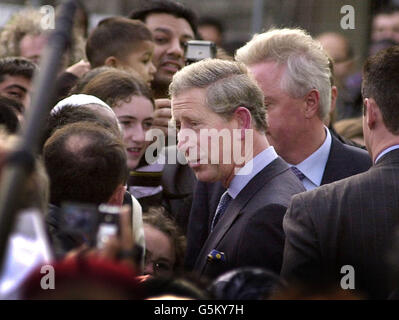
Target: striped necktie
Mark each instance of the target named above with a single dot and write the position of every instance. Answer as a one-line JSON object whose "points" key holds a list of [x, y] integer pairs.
{"points": [[223, 203], [298, 173]]}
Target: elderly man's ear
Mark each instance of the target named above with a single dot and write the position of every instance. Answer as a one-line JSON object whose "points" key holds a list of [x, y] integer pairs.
{"points": [[244, 120], [312, 104], [117, 197]]}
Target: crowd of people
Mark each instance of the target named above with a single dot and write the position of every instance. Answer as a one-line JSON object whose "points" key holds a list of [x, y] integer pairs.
{"points": [[307, 208]]}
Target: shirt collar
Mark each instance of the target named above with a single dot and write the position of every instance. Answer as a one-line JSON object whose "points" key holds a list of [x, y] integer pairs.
{"points": [[313, 166], [396, 146], [250, 170]]}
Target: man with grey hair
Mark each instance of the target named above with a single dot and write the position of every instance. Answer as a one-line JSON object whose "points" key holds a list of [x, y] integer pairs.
{"points": [[292, 70], [219, 112]]}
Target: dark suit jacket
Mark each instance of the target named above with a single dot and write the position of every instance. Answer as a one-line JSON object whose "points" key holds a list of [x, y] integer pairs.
{"points": [[250, 232], [349, 222], [343, 161]]}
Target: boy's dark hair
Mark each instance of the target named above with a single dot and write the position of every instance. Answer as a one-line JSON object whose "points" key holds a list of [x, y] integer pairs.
{"points": [[17, 66], [115, 36], [17, 106], [211, 21], [166, 6], [8, 117], [113, 86], [85, 163], [381, 82]]}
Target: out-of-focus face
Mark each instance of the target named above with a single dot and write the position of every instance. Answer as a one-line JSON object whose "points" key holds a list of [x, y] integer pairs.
{"points": [[17, 88], [140, 61], [210, 33], [170, 34], [386, 26], [160, 255], [336, 47], [136, 118], [285, 115], [193, 120], [31, 46]]}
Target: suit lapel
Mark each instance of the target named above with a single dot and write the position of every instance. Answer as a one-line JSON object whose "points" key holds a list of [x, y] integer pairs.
{"points": [[335, 165], [234, 209]]}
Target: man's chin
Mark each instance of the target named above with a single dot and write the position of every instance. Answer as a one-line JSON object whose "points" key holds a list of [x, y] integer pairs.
{"points": [[162, 80], [204, 175]]}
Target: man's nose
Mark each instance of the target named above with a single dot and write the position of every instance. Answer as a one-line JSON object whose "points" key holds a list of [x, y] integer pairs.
{"points": [[138, 133]]}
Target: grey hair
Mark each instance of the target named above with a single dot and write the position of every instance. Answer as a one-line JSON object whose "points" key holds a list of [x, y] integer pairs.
{"points": [[305, 60], [228, 86]]}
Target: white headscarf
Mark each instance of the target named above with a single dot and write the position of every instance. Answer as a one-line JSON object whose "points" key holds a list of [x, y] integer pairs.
{"points": [[79, 100]]}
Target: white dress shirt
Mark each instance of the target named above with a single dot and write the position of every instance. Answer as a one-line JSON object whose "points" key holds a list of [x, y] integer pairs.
{"points": [[313, 166]]}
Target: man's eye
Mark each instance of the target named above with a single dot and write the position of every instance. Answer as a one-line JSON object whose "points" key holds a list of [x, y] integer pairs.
{"points": [[161, 40], [147, 125], [15, 94]]}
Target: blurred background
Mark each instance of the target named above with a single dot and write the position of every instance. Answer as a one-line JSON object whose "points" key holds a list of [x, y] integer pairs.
{"points": [[240, 19]]}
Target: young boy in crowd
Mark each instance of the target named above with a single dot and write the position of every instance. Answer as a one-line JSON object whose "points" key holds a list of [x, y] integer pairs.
{"points": [[122, 43]]}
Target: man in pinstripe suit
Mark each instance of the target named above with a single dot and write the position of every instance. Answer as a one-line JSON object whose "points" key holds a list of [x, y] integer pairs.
{"points": [[352, 222]]}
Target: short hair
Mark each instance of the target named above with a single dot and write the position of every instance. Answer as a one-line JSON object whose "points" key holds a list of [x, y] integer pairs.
{"points": [[120, 34], [85, 163], [305, 60], [8, 116], [35, 193], [113, 86], [71, 114], [228, 86], [82, 81], [381, 82], [211, 21], [17, 106], [17, 66], [166, 6], [28, 22], [22, 23], [157, 218]]}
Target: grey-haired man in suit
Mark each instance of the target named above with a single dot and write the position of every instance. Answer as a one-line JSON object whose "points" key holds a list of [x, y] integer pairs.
{"points": [[218, 101], [339, 235]]}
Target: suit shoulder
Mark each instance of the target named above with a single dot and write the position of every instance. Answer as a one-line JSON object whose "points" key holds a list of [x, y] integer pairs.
{"points": [[360, 156]]}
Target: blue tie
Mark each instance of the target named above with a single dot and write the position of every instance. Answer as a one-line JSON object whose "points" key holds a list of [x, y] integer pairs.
{"points": [[223, 203], [298, 173]]}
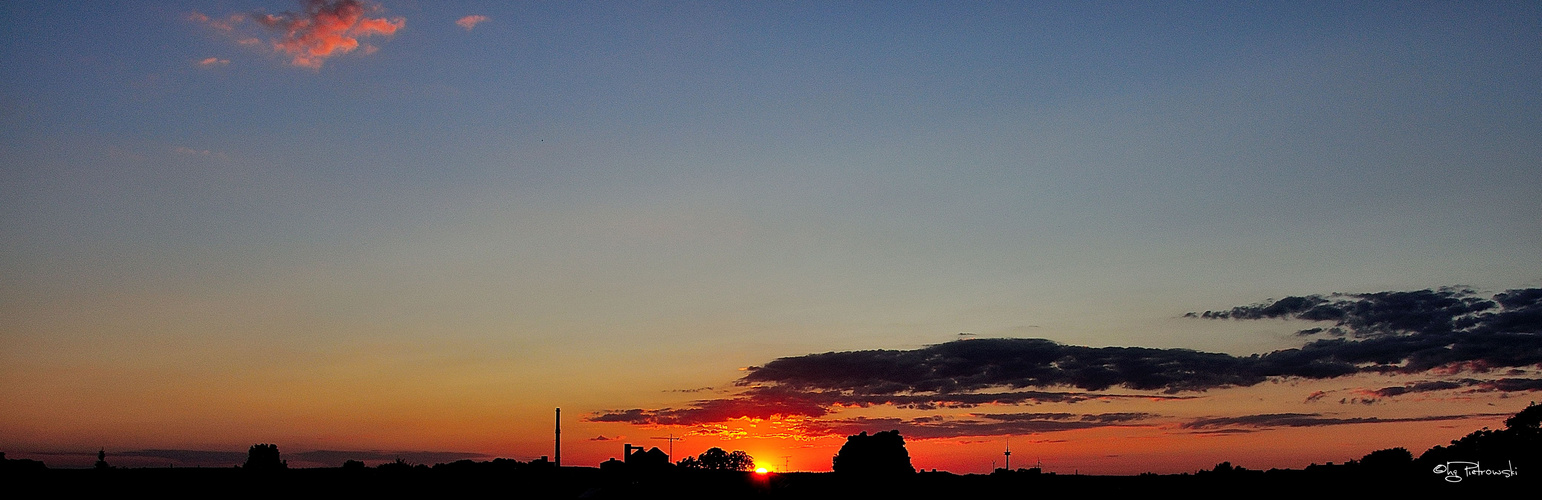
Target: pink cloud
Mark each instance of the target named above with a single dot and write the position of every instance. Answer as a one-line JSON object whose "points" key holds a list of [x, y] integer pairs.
{"points": [[471, 22], [324, 28]]}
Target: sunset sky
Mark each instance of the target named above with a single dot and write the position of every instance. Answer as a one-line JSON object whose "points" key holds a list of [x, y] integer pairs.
{"points": [[414, 229]]}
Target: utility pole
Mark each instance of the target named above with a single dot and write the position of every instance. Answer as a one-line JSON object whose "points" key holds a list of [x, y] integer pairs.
{"points": [[1009, 454]]}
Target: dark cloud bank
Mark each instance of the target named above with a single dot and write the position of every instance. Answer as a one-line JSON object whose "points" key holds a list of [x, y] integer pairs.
{"points": [[1442, 331]]}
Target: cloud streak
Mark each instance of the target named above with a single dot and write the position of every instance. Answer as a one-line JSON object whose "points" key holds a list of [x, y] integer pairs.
{"points": [[471, 22], [1437, 332], [1308, 420], [319, 31]]}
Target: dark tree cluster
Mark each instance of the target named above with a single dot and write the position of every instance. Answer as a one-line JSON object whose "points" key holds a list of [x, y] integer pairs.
{"points": [[878, 454], [717, 459], [264, 457]]}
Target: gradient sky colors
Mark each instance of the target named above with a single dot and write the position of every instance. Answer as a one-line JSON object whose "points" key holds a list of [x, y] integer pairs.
{"points": [[420, 227]]}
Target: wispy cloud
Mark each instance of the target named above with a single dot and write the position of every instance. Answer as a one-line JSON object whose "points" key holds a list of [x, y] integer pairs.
{"points": [[195, 152], [471, 22], [323, 30]]}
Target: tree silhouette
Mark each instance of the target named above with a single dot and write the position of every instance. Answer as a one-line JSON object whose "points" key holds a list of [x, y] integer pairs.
{"points": [[1391, 460], [717, 459], [1521, 442], [264, 457], [878, 454]]}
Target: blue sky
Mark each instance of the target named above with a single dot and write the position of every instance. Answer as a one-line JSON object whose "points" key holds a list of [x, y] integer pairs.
{"points": [[579, 185]]}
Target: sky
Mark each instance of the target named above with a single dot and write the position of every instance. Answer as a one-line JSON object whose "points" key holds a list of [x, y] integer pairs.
{"points": [[1121, 236]]}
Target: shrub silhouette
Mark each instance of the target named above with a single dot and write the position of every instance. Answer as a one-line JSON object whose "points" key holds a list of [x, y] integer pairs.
{"points": [[264, 457], [878, 454], [717, 459]]}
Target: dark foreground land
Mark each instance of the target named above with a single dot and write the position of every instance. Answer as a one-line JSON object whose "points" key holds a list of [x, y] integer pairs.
{"points": [[594, 483]]}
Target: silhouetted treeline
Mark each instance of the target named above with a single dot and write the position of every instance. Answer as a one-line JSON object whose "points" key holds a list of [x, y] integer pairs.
{"points": [[1484, 462]]}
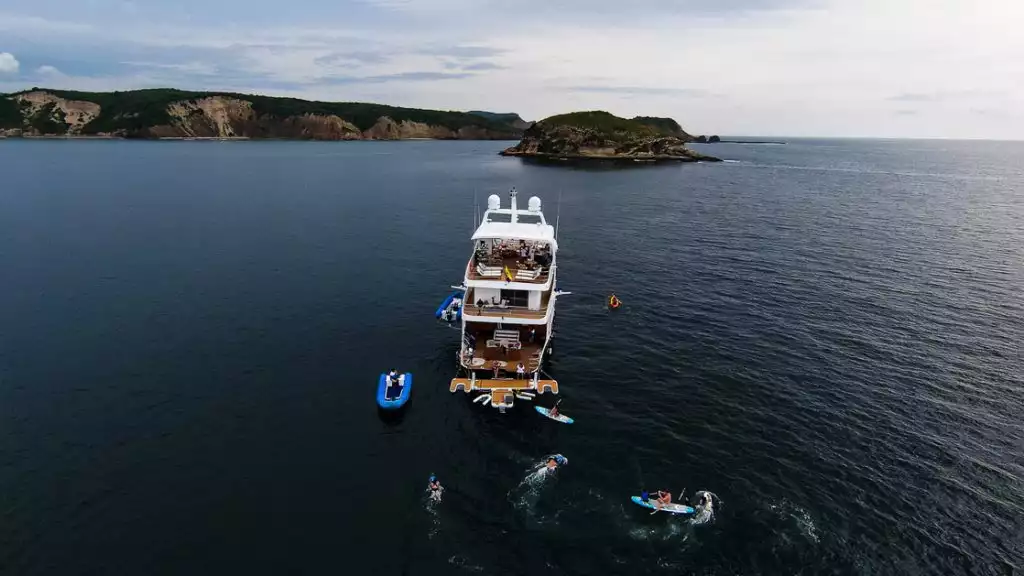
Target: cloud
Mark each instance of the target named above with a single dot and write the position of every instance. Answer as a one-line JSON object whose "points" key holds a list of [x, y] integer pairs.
{"points": [[743, 67], [193, 68], [355, 56], [481, 66], [414, 77], [643, 90], [913, 97], [8, 64]]}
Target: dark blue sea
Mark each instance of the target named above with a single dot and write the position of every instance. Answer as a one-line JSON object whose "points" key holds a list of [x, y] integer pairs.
{"points": [[825, 334]]}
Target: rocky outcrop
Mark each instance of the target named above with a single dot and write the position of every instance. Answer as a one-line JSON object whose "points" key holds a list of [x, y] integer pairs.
{"points": [[388, 129], [171, 114], [510, 118], [599, 135], [40, 108]]}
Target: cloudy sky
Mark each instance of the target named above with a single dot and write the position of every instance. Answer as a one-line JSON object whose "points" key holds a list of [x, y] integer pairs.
{"points": [[843, 68]]}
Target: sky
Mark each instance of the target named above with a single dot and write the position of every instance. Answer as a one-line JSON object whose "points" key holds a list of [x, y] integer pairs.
{"points": [[798, 68]]}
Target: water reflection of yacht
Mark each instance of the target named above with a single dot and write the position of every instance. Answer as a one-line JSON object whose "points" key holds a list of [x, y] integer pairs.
{"points": [[509, 304]]}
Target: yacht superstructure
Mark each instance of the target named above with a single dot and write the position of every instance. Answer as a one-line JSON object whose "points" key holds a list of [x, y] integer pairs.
{"points": [[509, 304]]}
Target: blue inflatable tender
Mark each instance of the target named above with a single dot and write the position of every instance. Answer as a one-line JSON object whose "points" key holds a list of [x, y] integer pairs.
{"points": [[439, 313], [394, 396]]}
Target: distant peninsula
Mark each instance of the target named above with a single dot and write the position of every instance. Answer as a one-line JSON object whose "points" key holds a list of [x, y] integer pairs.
{"points": [[600, 135], [165, 113]]}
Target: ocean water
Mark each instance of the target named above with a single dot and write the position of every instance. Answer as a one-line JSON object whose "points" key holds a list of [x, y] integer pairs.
{"points": [[825, 334]]}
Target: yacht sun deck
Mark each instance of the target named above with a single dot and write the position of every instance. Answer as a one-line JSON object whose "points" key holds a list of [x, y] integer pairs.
{"points": [[479, 304]]}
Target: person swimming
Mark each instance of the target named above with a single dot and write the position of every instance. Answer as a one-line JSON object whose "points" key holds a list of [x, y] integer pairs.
{"points": [[556, 460]]}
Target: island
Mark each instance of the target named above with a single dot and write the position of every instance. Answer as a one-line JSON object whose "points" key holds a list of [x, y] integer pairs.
{"points": [[599, 135], [166, 113]]}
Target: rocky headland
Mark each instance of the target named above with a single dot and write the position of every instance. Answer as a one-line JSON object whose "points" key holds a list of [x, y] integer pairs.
{"points": [[602, 136], [178, 114]]}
○ ○ ○ ○ ○ ○ ○
**What the exercise asks:**
Exactly as written, give again every line from the one containing "Target: yacht sun deck" through the last line of the material above, and no other lines.

**Worked solution:**
Target: yacht sun deck
Mark each instance of the target named above with a single dot and write the position of every instance. Answer as a one-line JSON object whose "points" key holds a list of [x, y] integer pairs.
{"points": [[479, 304]]}
Target: person swimming
Mark each instance of the target named above with a single dot and write the position of every instance. Answer as a one-line JSON object whose "points" key holds a list of [x, y] integer pairs.
{"points": [[556, 460]]}
Target: island
Mark each instance of the target named above with a single dot and write the position of every instance. Answer as a one-line JSON object whose "points" key holds a list of [x, y] integer pairs.
{"points": [[599, 135], [166, 113]]}
Target: rocky headland
Mark each instance of the target named above with a single dot and write the position of every instance. Answer as a one-line JSON object whose "points" key holds a list of [x, y] integer pairs.
{"points": [[602, 136], [178, 114]]}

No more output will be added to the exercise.